--- BEGIN Article ---
An airborne wind energy system (AWES) harvests wind at a higher altitude above conventional wind turbines using tethered flying devices. For the design and development of an AWES, we need to know the representative wind speed profile, and its temporal variation is also quite important for the optimization of operation control. This study investigates wind speed profiles up to 3000 m, utilizing ERA5 data spanning from 2000 to 2022 and measured data from a laser wind radar. The long-term averaged wind profile is statistically analyzed, as well as wind profiles with different cumulative probabilities, which are generally consistent with the logarithmic law. Statistical results show that the frequency of negative shear is more than 85% in instantaneous wind profiles, with a greater likelihood at altitudes between 500 m and 1500 m. Fluctuations in wind speed and direction based on 10 min averaged wind speed data have also been provided, which are described by a normal distribution. The wind speed fluctuations primarily concentrate within 2 m/s, with a standard deviation of approximately 0.45 m/s. The wind direction fluctuations are severe at the ground layer and show a rapid decay trend with increasing altitude and averaged wind speed. These results can support the design and control optimization of the AWES.
--- END Article ---
▶ Given instruction A
According to the wind profile study, what is the approximate standard deviation of the wind speed fluctuations?
The text and the records are unrelated material.
--- BEGIN Record excerpts ---
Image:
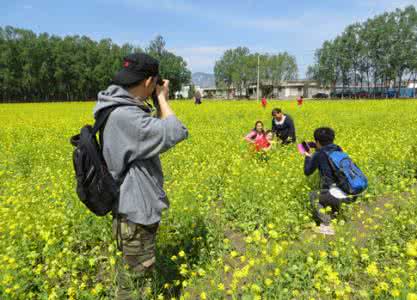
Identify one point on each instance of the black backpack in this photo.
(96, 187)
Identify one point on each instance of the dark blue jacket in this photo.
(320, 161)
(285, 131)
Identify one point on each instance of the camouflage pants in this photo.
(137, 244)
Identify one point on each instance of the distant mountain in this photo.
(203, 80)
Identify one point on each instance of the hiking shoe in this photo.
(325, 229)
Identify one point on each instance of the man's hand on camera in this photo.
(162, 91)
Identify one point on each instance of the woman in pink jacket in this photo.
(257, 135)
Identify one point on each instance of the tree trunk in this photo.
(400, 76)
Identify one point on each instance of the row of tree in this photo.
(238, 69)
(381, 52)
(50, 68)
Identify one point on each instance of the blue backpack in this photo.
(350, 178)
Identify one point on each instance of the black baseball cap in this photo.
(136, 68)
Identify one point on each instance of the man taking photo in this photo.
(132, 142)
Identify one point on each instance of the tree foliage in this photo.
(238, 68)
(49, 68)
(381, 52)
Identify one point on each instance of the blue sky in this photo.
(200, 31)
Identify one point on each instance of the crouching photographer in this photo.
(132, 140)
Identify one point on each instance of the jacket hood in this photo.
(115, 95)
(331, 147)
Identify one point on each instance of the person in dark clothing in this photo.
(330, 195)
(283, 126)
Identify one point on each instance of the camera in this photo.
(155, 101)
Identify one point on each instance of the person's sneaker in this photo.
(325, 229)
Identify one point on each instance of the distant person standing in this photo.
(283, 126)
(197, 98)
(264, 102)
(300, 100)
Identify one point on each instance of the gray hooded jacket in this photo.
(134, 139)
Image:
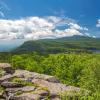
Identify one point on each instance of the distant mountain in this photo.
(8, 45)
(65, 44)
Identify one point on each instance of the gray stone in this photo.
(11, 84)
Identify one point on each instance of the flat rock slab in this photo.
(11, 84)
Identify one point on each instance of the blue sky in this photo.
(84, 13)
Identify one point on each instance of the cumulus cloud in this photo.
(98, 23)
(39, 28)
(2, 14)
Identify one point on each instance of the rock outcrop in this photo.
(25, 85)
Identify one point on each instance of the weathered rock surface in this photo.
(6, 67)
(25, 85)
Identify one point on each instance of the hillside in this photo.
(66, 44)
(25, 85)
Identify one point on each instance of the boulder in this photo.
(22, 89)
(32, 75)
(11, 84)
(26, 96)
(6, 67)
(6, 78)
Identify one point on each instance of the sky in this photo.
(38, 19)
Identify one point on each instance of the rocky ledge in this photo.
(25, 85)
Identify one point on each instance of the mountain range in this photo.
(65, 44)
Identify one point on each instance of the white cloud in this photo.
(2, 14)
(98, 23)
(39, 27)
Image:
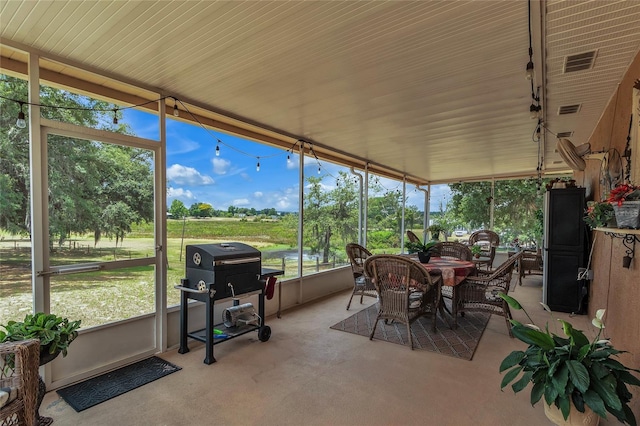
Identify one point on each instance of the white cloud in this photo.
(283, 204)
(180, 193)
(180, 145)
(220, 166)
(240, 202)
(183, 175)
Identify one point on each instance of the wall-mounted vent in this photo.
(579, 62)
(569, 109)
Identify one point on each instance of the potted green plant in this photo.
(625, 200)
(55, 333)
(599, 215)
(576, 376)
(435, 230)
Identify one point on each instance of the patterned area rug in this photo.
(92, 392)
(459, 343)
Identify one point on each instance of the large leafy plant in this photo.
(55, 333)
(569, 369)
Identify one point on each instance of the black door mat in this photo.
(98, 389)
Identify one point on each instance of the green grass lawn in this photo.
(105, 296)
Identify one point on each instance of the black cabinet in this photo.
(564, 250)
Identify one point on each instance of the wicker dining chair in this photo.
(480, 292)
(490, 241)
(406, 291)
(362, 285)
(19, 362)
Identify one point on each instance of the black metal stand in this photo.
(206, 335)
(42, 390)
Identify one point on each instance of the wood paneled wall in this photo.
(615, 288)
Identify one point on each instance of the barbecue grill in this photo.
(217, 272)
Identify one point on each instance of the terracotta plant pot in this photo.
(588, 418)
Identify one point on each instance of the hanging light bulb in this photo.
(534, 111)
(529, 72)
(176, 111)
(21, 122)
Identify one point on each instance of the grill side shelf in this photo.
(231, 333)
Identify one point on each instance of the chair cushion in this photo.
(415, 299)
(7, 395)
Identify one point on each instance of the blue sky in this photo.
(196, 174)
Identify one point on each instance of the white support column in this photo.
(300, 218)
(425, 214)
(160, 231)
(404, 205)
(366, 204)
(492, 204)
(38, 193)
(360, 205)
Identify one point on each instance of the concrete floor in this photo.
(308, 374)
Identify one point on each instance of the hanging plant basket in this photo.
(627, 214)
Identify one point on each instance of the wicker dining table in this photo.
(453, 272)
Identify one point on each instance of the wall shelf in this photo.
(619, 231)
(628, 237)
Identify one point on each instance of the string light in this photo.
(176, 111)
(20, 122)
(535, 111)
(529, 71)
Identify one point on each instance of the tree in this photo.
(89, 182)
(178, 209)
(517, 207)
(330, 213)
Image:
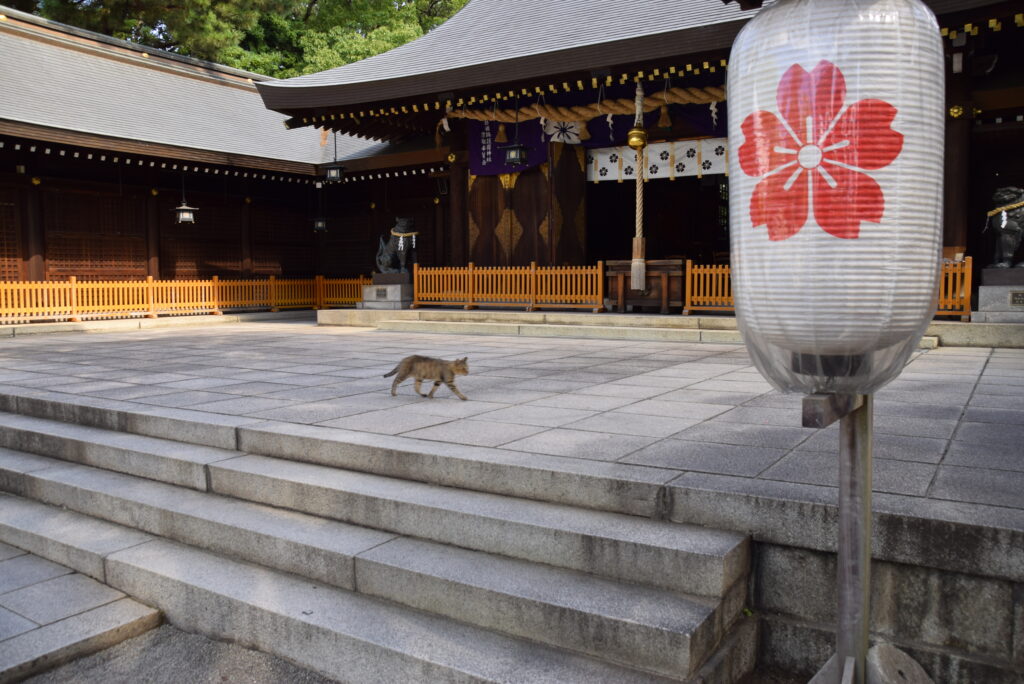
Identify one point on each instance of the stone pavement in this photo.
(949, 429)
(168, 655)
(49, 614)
--- END Record excerpts ---
▶ Given instruction B
Copy the stretch of the records from the line containing "Identify one point on each instance of the wicker dining table" through the end of the records, renaming "in this photo" to "in this image" and changing nothing else. Leave the pictures out.

▶ Solution A
Approximately 0.45 m/s.

▶ Solution B
Identify one point on each instance of the wicker dining table in this image.
(453, 272)
Identify one point on each instance of the wall shelf in this image.
(619, 231)
(628, 237)
Identify one point on each instance of the string light in this image.
(176, 111)
(20, 122)
(535, 111)
(529, 71)
Identify one point on each instance of the tree in this image.
(89, 182)
(178, 209)
(517, 207)
(330, 213)
Image:
Identify one point on each instance of the stone pavement in this image.
(949, 429)
(168, 655)
(49, 614)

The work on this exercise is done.